Starting at the line that contains "229L412 243L417 242L421" in the listing below, write out every line word for word until you have written the line that contains "positive clicks: (404, 234)".

◆ ◆ ◆

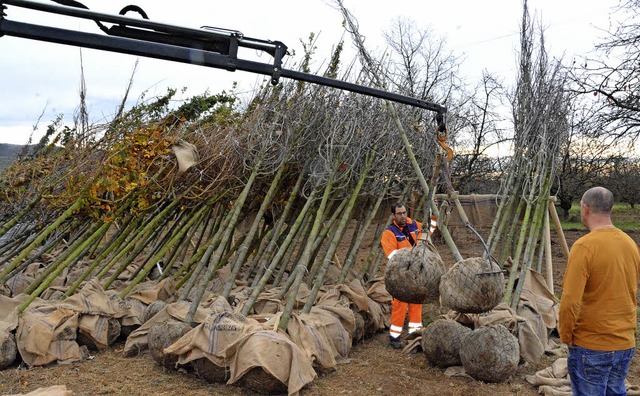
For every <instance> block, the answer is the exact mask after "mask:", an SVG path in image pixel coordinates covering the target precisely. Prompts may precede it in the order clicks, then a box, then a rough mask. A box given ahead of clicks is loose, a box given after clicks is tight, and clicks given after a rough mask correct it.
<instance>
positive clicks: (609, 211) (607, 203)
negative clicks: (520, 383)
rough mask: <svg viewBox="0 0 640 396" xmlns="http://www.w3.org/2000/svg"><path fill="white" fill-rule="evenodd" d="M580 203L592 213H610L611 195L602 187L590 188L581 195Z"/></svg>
mask: <svg viewBox="0 0 640 396" xmlns="http://www.w3.org/2000/svg"><path fill="white" fill-rule="evenodd" d="M582 203H583V204H585V205H587V206H588V207H589V209H591V211H592V212H594V213H611V208H613V193H612V192H611V191H609V190H607V189H606V188H604V187H592V188H590V189H588V190H587V191H585V193H584V194H583V195H582Z"/></svg>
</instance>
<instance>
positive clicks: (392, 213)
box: [391, 202, 406, 214]
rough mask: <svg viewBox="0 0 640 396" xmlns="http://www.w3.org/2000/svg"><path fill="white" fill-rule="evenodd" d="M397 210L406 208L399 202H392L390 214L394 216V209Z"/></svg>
mask: <svg viewBox="0 0 640 396" xmlns="http://www.w3.org/2000/svg"><path fill="white" fill-rule="evenodd" d="M397 208H406V206H404V204H403V203H401V202H394V203H392V204H391V214H396V209H397Z"/></svg>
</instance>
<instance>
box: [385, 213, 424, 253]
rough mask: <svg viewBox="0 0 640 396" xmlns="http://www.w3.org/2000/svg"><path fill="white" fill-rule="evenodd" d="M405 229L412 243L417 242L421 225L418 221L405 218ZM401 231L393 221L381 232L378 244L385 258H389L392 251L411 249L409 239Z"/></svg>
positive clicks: (404, 234)
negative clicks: (408, 247) (409, 247)
mask: <svg viewBox="0 0 640 396" xmlns="http://www.w3.org/2000/svg"><path fill="white" fill-rule="evenodd" d="M405 227H406V228H407V230H408V231H409V232H410V233H411V237H412V238H413V240H414V242H417V241H418V237H419V236H420V230H422V224H421V223H420V222H419V221H414V220H411V219H410V218H408V217H407V225H406V226H405ZM402 231H403V229H402V228H400V227H399V226H398V225H397V224H396V222H395V221H394V222H393V223H392V224H391V225H390V226H389V227H387V228H386V229H385V230H384V231H383V232H382V238H381V240H380V243H381V244H382V249H383V250H384V254H385V256H387V258H389V256H390V255H391V253H392V252H393V251H394V250H397V249H402V248H405V247H411V242H410V241H409V238H407V236H406V235H405V234H404V233H403V232H402Z"/></svg>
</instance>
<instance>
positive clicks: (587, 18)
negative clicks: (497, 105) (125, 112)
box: [0, 0, 618, 144]
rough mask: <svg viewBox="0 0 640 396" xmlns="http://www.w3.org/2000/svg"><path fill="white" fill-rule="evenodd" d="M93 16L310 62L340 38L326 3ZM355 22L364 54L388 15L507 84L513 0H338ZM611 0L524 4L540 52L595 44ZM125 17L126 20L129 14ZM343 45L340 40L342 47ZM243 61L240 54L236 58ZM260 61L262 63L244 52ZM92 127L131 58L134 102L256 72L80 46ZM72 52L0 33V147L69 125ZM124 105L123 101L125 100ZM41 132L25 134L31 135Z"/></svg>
mask: <svg viewBox="0 0 640 396" xmlns="http://www.w3.org/2000/svg"><path fill="white" fill-rule="evenodd" d="M81 2H82V3H83V4H85V5H86V6H87V7H89V8H90V9H91V10H93V11H99V12H103V13H110V14H117V13H118V12H119V11H120V9H121V8H122V7H124V6H126V5H128V4H136V5H138V6H140V7H142V8H143V9H144V10H145V11H146V13H147V14H148V15H149V18H150V19H151V20H153V21H157V22H164V23H169V24H172V25H179V26H185V27H191V28H198V27H200V26H203V25H208V26H216V27H221V28H227V29H233V30H239V31H241V32H242V33H244V35H245V36H249V37H253V38H258V39H265V40H267V39H268V40H279V41H282V42H283V43H284V44H286V45H287V46H288V47H289V48H290V49H294V50H295V51H296V52H297V54H301V53H302V49H301V48H302V47H301V45H300V40H306V38H307V37H308V36H309V34H310V33H311V32H313V33H316V34H317V35H319V37H318V42H317V45H318V51H317V56H316V58H317V59H318V60H325V59H327V58H328V57H329V55H330V51H331V47H332V46H333V45H335V44H336V43H337V42H338V41H339V39H340V37H341V36H342V35H343V31H342V27H341V22H342V18H341V16H340V13H339V12H338V11H337V10H336V9H334V8H333V6H332V2H331V1H329V0H327V1H325V0H304V1H301V0H274V1H269V2H266V1H258V0H234V1H226V2H222V1H217V0H213V1H207V2H204V1H195V0H183V1H180V2H177V1H164V0H140V1H137V2H136V1H133V2H131V1H120V0H110V1H108V2H105V1H99V0H84V1H83V0H81ZM344 3H345V5H346V6H347V8H348V9H349V10H350V11H351V12H352V13H353V14H354V16H355V17H356V19H357V20H358V22H359V24H360V29H361V33H363V34H364V35H365V36H366V38H367V40H366V43H367V45H369V47H370V49H372V50H382V49H384V42H383V39H382V31H383V30H388V29H389V26H390V24H391V22H392V20H393V19H395V18H396V17H399V16H401V17H406V18H410V19H412V20H414V21H415V22H416V24H417V26H419V27H421V28H424V29H427V28H431V29H433V32H434V34H436V35H438V36H442V37H444V38H446V40H447V44H448V49H449V50H451V51H453V52H454V54H456V55H458V56H461V57H463V58H464V59H465V60H464V62H463V64H462V73H463V74H464V75H465V76H466V78H467V81H468V82H474V81H476V80H478V79H479V77H480V75H481V73H482V70H483V69H486V70H488V71H490V72H493V73H496V74H499V75H501V76H503V77H504V78H505V79H506V80H509V79H510V78H513V74H514V70H515V66H516V49H517V48H518V28H519V23H520V18H521V14H522V4H521V2H520V1H518V0H483V1H470V0H447V1H442V2H427V1H423V0H422V1H421V0H395V1H392V2H390V1H388V0H387V1H382V0H367V1H362V0H344ZM617 4H618V0H600V1H595V0H530V1H529V7H530V11H531V14H532V15H534V16H535V17H536V18H537V20H538V21H540V22H541V23H542V25H543V26H544V27H545V29H546V30H545V32H546V35H547V37H546V39H547V44H548V49H549V52H550V53H551V54H552V55H554V56H556V57H564V58H565V59H570V58H571V57H574V56H576V55H584V54H586V53H587V52H588V51H590V50H591V49H592V48H593V46H594V44H595V43H596V42H599V41H601V38H602V37H603V36H604V35H605V33H604V32H605V31H606V30H607V29H608V27H609V16H610V10H611V7H613V6H615V5H617ZM130 16H132V17H134V16H136V15H135V14H130ZM6 18H7V19H9V20H15V21H20V22H29V23H37V24H46V25H55V26H64V27H66V28H68V29H80V30H83V31H90V32H93V33H98V34H100V33H101V32H100V31H99V30H98V29H97V28H96V27H95V24H93V23H89V22H84V21H79V20H78V19H71V18H64V19H58V18H56V17H55V16H52V15H48V14H44V13H41V12H40V13H34V12H32V11H25V10H22V9H19V8H16V7H13V6H8V10H7V17H6ZM347 43H348V45H349V46H350V41H347ZM243 56H245V55H242V54H241V57H243ZM248 56H250V57H252V58H253V59H257V60H262V61H264V62H270V61H271V57H270V56H268V55H262V56H261V57H258V58H256V57H257V56H259V54H253V53H251V54H249V55H248ZM82 58H83V65H84V70H85V80H86V83H87V90H88V98H87V102H88V105H89V113H90V118H91V120H92V122H101V121H104V120H109V119H110V117H111V116H112V115H113V113H114V112H115V109H116V108H117V105H118V103H119V102H120V101H121V98H122V96H123V94H124V91H125V88H126V86H127V84H128V81H129V78H130V75H131V72H132V70H133V67H134V64H135V62H136V60H139V64H138V70H137V72H136V75H135V78H134V84H133V90H132V92H131V94H130V96H131V97H132V100H133V101H135V99H137V98H138V97H139V96H140V94H141V93H142V92H144V91H147V92H149V94H148V95H153V94H162V93H164V92H166V89H167V87H171V88H178V89H180V88H182V87H186V88H187V93H186V95H187V96H192V95H197V94H201V93H203V92H204V91H206V90H207V89H208V90H209V91H210V92H212V93H216V92H219V91H221V90H229V89H230V88H231V86H232V83H233V82H234V81H236V82H238V83H239V84H240V85H239V86H240V90H241V91H248V90H250V89H252V88H253V87H255V86H256V85H257V84H258V83H259V82H260V81H261V80H262V79H264V78H265V77H264V76H259V75H254V74H251V73H246V72H233V73H231V72H227V71H223V70H216V69H211V68H205V67H202V66H193V65H187V64H182V63H173V62H168V61H160V60H153V59H147V58H137V57H135V56H130V55H122V54H116V53H112V52H103V51H97V50H89V49H84V50H82ZM79 79H80V50H79V49H78V48H76V47H70V46H64V45H60V44H50V43H44V42H38V41H32V40H26V39H20V38H15V37H8V36H4V37H0V80H1V81H2V85H1V87H2V88H1V90H0V143H15V144H24V143H26V142H27V139H28V138H29V135H30V134H31V131H32V127H33V125H34V124H35V122H36V121H37V119H38V117H39V116H40V114H42V119H41V121H40V129H41V130H42V129H44V127H46V125H48V124H49V123H50V122H51V121H52V120H53V119H55V117H56V115H58V114H63V115H64V119H65V121H66V122H67V123H68V124H69V125H71V123H72V119H73V113H74V109H75V108H76V107H77V105H78V102H79V100H78V87H79ZM130 103H133V102H132V101H130ZM40 133H41V132H38V133H36V134H34V139H36V141H37V138H38V137H39V136H40Z"/></svg>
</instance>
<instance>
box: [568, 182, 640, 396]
mask: <svg viewBox="0 0 640 396" xmlns="http://www.w3.org/2000/svg"><path fill="white" fill-rule="evenodd" d="M612 207H613V194H612V193H611V191H609V190H607V189H606V188H604V187H593V188H591V189H589V190H587V191H586V192H585V193H584V195H583V196H582V200H581V201H580V216H581V218H582V222H583V224H584V225H585V226H586V227H587V228H588V229H589V233H588V234H587V235H584V236H583V237H581V238H580V239H578V240H577V241H576V242H575V243H574V244H573V246H572V247H571V252H570V254H569V260H568V262H567V269H566V271H565V274H564V279H563V280H562V299H561V300H560V312H559V326H558V330H559V332H560V339H561V340H562V342H564V343H565V344H567V345H568V346H569V356H568V359H567V363H568V366H569V376H570V378H571V389H572V391H573V394H574V395H589V396H592V395H603V396H604V395H626V389H625V383H624V382H625V379H626V377H627V373H628V370H629V363H630V362H631V358H632V357H633V355H634V353H635V351H636V348H635V329H636V315H637V309H638V306H637V305H638V302H637V300H636V295H637V292H638V281H639V280H640V249H639V248H638V245H637V244H636V243H635V242H634V241H633V239H631V237H629V236H628V235H627V234H625V233H624V232H622V231H621V230H619V229H617V228H616V227H615V226H614V225H613V224H612V223H611V208H612Z"/></svg>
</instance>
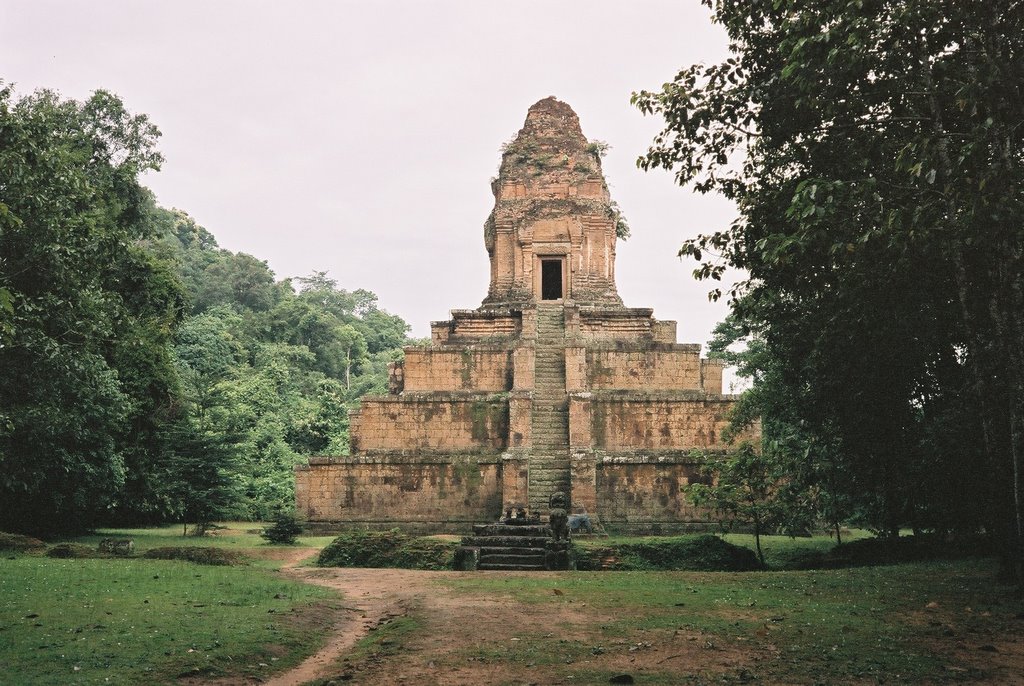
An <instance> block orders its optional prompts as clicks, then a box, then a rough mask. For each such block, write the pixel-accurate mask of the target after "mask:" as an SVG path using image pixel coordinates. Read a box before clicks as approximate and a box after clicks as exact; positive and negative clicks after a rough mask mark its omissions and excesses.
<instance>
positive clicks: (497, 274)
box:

◆ ◆ ◆

**Exercise solution**
rough mask: <svg viewBox="0 0 640 396" xmlns="http://www.w3.org/2000/svg"><path fill="white" fill-rule="evenodd" d="M405 229L412 243L417 242L421 225L418 221L405 218ZM401 231L393 221L381 232L378 244L385 258H389L392 251L411 249L409 239Z"/></svg>
positive clicks: (404, 234)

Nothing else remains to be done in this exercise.